Data excerpts
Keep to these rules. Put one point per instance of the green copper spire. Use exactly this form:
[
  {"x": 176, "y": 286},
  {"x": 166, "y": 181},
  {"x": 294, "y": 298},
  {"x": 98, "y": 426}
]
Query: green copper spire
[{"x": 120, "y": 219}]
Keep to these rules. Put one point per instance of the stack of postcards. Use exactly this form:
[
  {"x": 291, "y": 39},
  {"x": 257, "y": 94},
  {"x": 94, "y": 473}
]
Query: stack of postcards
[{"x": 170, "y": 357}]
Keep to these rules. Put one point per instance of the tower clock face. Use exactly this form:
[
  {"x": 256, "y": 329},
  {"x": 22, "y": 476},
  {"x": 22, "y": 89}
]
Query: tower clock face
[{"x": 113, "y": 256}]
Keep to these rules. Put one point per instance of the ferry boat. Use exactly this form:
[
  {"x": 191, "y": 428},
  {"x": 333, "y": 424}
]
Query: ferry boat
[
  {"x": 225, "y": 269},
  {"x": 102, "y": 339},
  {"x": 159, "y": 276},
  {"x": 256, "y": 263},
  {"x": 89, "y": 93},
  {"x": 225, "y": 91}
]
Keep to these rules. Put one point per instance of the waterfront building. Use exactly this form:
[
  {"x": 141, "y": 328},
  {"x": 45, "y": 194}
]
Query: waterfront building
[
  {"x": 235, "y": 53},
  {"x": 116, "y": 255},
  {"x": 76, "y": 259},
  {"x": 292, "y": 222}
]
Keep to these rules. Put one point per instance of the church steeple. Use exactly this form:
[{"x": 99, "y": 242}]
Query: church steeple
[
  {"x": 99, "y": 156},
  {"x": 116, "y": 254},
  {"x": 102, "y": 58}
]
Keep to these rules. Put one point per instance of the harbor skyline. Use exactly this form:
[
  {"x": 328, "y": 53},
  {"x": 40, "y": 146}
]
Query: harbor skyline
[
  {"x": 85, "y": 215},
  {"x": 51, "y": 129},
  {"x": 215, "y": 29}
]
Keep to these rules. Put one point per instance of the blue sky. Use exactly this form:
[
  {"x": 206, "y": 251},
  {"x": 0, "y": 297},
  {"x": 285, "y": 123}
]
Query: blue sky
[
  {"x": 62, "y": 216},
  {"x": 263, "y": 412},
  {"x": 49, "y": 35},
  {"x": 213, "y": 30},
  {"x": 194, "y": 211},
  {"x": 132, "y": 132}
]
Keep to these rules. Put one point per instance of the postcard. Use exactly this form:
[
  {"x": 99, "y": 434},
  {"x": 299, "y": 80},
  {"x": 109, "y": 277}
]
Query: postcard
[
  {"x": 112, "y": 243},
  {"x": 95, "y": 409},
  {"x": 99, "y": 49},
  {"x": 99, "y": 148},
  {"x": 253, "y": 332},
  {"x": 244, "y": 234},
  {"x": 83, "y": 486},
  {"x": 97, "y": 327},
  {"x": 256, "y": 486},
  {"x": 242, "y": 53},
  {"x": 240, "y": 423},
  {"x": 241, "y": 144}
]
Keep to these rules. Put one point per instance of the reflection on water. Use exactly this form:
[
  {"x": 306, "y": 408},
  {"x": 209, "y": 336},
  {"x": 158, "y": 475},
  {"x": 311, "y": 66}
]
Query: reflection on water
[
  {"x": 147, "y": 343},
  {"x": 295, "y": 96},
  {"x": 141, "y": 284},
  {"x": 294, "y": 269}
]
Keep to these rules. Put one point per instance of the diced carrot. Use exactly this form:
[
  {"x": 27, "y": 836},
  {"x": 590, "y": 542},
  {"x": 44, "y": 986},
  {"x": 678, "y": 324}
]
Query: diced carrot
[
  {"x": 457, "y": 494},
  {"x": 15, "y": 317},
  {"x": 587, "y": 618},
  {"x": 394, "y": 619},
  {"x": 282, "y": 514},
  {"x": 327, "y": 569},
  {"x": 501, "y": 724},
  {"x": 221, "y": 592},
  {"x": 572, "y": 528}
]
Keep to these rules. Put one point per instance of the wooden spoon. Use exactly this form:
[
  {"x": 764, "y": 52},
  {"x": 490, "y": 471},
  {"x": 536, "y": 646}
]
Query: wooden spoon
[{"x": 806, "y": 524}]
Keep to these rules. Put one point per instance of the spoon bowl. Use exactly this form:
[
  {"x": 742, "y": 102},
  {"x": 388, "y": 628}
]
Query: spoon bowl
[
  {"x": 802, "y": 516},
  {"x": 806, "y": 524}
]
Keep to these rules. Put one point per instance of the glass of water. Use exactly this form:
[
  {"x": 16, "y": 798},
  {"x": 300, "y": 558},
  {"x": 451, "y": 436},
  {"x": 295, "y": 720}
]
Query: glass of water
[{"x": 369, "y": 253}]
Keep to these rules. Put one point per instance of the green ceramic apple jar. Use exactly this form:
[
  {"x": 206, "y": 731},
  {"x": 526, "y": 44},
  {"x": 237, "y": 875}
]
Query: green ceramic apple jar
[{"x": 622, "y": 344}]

• [PROBLEM DETAILS]:
The records above should all be quoted exactly, please.

• [EXERCISE RESPONSE]:
Keep to these rules. Put one point per instance of the green copper spire. Use exactly this form:
[
  {"x": 176, "y": 286},
  {"x": 166, "y": 181},
  {"x": 294, "y": 298},
  {"x": 98, "y": 426}
]
Query: green copper spire
[{"x": 120, "y": 219}]
Keep to these rules. Put one point per instance of the stack of postcards. Use exactly this form:
[
  {"x": 291, "y": 39},
  {"x": 257, "y": 94},
  {"x": 94, "y": 473}
]
Query: stack of postcards
[{"x": 170, "y": 357}]
Keep to these rules. Put one point per instance of the tower clock face. Use exactly this form:
[
  {"x": 256, "y": 329},
  {"x": 22, "y": 476},
  {"x": 22, "y": 89}
]
Query: tower clock face
[{"x": 113, "y": 256}]
Keep to these rules. Put one point per instance of the ferry boat. Use exactly this form:
[
  {"x": 191, "y": 428},
  {"x": 333, "y": 424}
]
Query: ferry boat
[
  {"x": 225, "y": 269},
  {"x": 102, "y": 339},
  {"x": 159, "y": 276},
  {"x": 256, "y": 263},
  {"x": 89, "y": 93},
  {"x": 225, "y": 91}
]
Keep to these rules. Put one point per instance of the waterfront building. Use exactly this form:
[
  {"x": 141, "y": 328},
  {"x": 45, "y": 194}
]
Query: waterfront building
[
  {"x": 235, "y": 53},
  {"x": 116, "y": 255},
  {"x": 76, "y": 259},
  {"x": 292, "y": 222}
]
Keep to these rules. Put one point per instance of the church steeple. Use exactly this form:
[{"x": 99, "y": 242}]
Query: church steeple
[
  {"x": 99, "y": 156},
  {"x": 116, "y": 254},
  {"x": 102, "y": 58}
]
Keep to these rules. Put one point per instance of the harbor skyline. Use exactly this form:
[
  {"x": 328, "y": 53},
  {"x": 40, "y": 146}
]
Query: harbor skyline
[
  {"x": 85, "y": 215},
  {"x": 51, "y": 129},
  {"x": 215, "y": 29}
]
Keep to these rules. Put one point per instance of the blue sky. Use exactly this form:
[
  {"x": 206, "y": 251},
  {"x": 0, "y": 297},
  {"x": 285, "y": 123}
]
Query: blue sky
[
  {"x": 62, "y": 216},
  {"x": 263, "y": 412},
  {"x": 49, "y": 35},
  {"x": 213, "y": 30},
  {"x": 194, "y": 211},
  {"x": 132, "y": 132}
]
Keep to these rules. Put one point per instance of the postcard. Use exactly this form:
[
  {"x": 99, "y": 434},
  {"x": 299, "y": 80},
  {"x": 109, "y": 277}
]
Query: postcard
[
  {"x": 112, "y": 243},
  {"x": 95, "y": 409},
  {"x": 99, "y": 49},
  {"x": 99, "y": 148},
  {"x": 253, "y": 332},
  {"x": 244, "y": 234},
  {"x": 83, "y": 486},
  {"x": 97, "y": 327},
  {"x": 256, "y": 486},
  {"x": 242, "y": 53},
  {"x": 240, "y": 423},
  {"x": 241, "y": 144}
]
Keep to these rules. Put one point per instance of the reflection on water. Use exactly this form:
[
  {"x": 306, "y": 408},
  {"x": 209, "y": 336},
  {"x": 158, "y": 475},
  {"x": 311, "y": 66}
]
Query: reflection on water
[
  {"x": 147, "y": 343},
  {"x": 295, "y": 96},
  {"x": 141, "y": 284},
  {"x": 294, "y": 269}
]
Keep to these rules. Put one point per instance of the diced carrot. Use exactly this form:
[
  {"x": 27, "y": 836},
  {"x": 590, "y": 542},
  {"x": 44, "y": 986},
  {"x": 678, "y": 324}
]
Query: diced carrot
[
  {"x": 457, "y": 494},
  {"x": 15, "y": 317},
  {"x": 587, "y": 618},
  {"x": 394, "y": 619},
  {"x": 282, "y": 514},
  {"x": 327, "y": 569},
  {"x": 501, "y": 724},
  {"x": 221, "y": 592},
  {"x": 572, "y": 528}
]
Keep to these rules. Put one point per instance of the wooden spoon. Use exactly this form:
[
  {"x": 764, "y": 52},
  {"x": 490, "y": 471},
  {"x": 536, "y": 646}
]
Query: wooden spoon
[{"x": 806, "y": 524}]
Keep to these rules. Put one point per instance of the spoon bowl. Use exactly this form:
[
  {"x": 742, "y": 102},
  {"x": 388, "y": 628}
]
Query: spoon bowl
[
  {"x": 802, "y": 516},
  {"x": 806, "y": 524}
]
Keep to these rules. Put one point per instance of the glass of water. Use exactly this form:
[
  {"x": 16, "y": 798},
  {"x": 300, "y": 558},
  {"x": 451, "y": 436},
  {"x": 295, "y": 720}
]
Query: glass of water
[{"x": 369, "y": 253}]
Keep to these rules. Put one point per instance of the green ceramic apple jar. Use exactly this form:
[
  {"x": 206, "y": 731},
  {"x": 526, "y": 44},
  {"x": 237, "y": 875}
]
Query: green ceramic apple jar
[{"x": 622, "y": 344}]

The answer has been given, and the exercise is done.